** start Excerpt provided **
Chapter One coming July 1st! :D

The theme for this chapter is - beauty, strength, freedom and unity.

Thomas on Humanity in general:

" The total number of tracks for the entire series is over 60! With music ranging from the softest lullaby to the heaviest metal I have thrown all the rules in the trash and I’m just doing exactly what I want."

Here is a rare video of the master himself! :D


----------



## dcoscina (Jun 24, 2020)

Bluemount Score said:


> Gotta say, I loved "So Small"
> Something quite different and the harmony was beautiful


It’s got a bit of John Rutter vibe to it with the phrasing and harmony. I was very impressed by it.


----------



## Bluemount Score (Jun 24, 2020)

DarkestShadow said:


> Chapter One coming July 1st! :D
> 
> The theme for this chapter is - beauty, strength, freedom and unity.
> 
> ...



He rarely puts himself in front of a camera. Seems that he is quite proud of his work this time!


----------



## MarcusMaximus (Jun 26, 2020)

I can't get that video to play. Has it been taken down or something? This sounds wonderful anyway, looking forward to it.


----------



## robgb (Jun 26, 2020)

Bluemount Score said:


> Premiere today 7pm CEST



Is it me, or do the first few notes of this sound just like the Star Wars melody? Hard for me to unhear.


----------



## Lionel Schmitt (Jun 26, 2020)

robgb said:


> Is it me, or do the first few notes of this sound just like the Star Wars melody? Hard for me to unhear.


Yea, now that you say it. But it's such a different purpose and phrasing that it doesn't actually make me connect it when playing both in my head.


----------



## Bluemount Score (Jun 26, 2020)

MarcusMaximus said:


> I can't get that video to play. Has it been taken down or something? This sounds wonderful anyway, looking forward to it.


Still up for me... you could also find it on TB's facebook page


----------



## Lionel Schmitt (Jun 26, 2020)

Yea, still up. There is some danger for turning gay, so perhaps a safety measure 
(what the heck am I posting)


----------



## Bluemount Score (Jun 26, 2020)

DarkestShadow said:


> Yea, still up. There is some danger for turning gay, so perhaps a safety measure
> (what the heck am I posting)


Understandable


----------



## MarcusMaximus (Jun 26, 2020)

Bluemount Score said:


> Still up for me... you could also find it on TB's facebook page


That’s strange - I click on it and it just won’t play. Tried on several different devices. Will check out FB thanks.


----------



## Bluemount Score (Jul 1, 2020)

Chapter I is released! Listening to it right now


----------



## Schoen (Jul 10, 2020)

Great music as always! This loudness mastering thing hurts the music terribly... as well as my ears.


----------



## Mornats (Jul 10, 2020)

I'm really liking this one too. Bit of a shame the best quality available is MP3. I'd have loved a FLAC version along with an uncompressed version like TSFH did with Unleashed. That would make them all available as reference tracks to load into Ozone.


----------



## tebling (Jul 10, 2020)

Mornats said:


> I'd have loved a FLAC version along with an uncompressed version like TSFH did with Unleashed.
** end Excerpt provided **
** start Entries provided **
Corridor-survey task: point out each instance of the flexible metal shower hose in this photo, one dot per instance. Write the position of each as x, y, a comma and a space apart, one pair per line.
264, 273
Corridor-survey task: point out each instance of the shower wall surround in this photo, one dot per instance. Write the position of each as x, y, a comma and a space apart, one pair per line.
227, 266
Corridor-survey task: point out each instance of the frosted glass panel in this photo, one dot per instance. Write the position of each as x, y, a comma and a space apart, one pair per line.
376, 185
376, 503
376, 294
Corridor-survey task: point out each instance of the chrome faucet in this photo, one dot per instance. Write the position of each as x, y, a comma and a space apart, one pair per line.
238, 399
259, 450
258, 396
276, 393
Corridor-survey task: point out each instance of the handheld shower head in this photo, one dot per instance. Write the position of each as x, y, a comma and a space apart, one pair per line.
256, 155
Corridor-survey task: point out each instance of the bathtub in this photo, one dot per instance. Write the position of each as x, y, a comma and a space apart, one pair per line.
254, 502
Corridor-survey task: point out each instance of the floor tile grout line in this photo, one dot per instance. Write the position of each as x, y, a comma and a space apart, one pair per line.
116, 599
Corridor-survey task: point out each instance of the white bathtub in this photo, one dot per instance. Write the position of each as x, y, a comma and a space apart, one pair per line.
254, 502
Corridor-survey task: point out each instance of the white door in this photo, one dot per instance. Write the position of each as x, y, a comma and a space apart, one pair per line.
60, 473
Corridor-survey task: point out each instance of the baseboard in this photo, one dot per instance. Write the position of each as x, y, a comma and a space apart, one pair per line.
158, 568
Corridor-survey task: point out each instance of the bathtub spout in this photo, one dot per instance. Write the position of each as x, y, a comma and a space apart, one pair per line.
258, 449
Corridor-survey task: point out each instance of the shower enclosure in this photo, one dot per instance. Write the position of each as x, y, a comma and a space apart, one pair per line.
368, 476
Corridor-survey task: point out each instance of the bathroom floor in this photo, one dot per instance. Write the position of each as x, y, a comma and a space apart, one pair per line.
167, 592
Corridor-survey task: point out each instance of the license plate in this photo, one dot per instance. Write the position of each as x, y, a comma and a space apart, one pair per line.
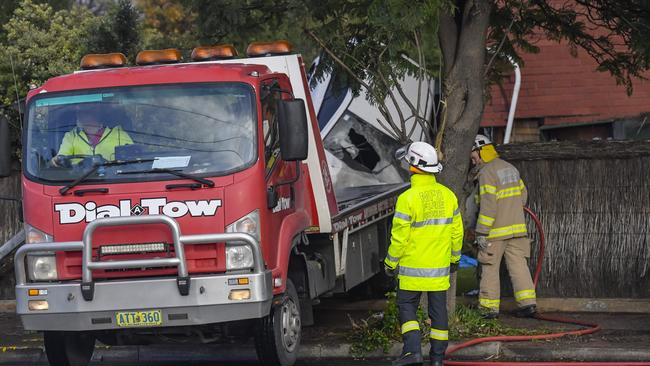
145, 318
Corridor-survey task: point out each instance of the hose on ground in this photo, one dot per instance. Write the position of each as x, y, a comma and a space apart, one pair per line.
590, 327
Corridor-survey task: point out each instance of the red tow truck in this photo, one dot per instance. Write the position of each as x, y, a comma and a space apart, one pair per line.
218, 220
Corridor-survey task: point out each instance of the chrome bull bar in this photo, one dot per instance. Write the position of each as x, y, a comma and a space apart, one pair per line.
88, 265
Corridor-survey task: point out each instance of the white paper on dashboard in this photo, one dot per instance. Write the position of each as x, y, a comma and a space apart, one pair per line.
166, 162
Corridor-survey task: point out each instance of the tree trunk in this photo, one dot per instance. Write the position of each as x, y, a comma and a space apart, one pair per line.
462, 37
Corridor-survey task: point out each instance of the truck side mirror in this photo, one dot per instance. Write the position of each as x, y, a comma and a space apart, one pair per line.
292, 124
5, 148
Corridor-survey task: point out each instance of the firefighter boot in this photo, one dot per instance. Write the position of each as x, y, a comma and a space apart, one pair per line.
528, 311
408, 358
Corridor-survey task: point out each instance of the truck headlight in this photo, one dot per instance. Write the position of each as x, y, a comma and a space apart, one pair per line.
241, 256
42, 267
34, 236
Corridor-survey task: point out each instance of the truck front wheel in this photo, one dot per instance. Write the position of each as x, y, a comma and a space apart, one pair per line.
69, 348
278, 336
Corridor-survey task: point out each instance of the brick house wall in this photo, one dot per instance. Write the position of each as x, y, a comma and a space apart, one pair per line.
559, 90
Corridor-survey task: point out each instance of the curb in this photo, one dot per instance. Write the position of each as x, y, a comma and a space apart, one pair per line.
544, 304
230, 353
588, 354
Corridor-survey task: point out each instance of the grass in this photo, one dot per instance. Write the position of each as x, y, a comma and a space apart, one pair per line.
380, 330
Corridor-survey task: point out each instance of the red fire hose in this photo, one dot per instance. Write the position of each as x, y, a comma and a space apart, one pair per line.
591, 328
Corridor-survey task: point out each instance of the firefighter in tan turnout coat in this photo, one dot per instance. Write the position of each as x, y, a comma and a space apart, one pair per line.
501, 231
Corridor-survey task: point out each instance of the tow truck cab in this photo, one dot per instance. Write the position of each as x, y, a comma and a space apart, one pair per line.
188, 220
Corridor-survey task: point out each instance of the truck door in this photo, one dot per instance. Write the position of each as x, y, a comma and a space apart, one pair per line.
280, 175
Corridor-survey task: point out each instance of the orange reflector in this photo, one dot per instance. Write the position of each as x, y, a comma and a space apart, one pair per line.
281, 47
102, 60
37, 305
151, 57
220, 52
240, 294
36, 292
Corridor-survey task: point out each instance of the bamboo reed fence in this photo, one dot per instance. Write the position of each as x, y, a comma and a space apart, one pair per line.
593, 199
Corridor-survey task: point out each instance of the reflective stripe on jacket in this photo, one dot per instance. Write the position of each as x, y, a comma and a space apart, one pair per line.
** end Entries provided **
• **Aim of the task**: Reproduce the passage of the music forum thread above, starting at "## dcoscina (Jun" and ending at "impressed by it.".

• **Response**:
## dcoscina (Jun 24, 2020)

Bluemount Score said:


> Gotta say, I loved "So Small"
> Something quite different and the harmony was beautiful


It’s got a bit of John Rutter vibe to it with the phrasing and harmony. I was very impressed by it.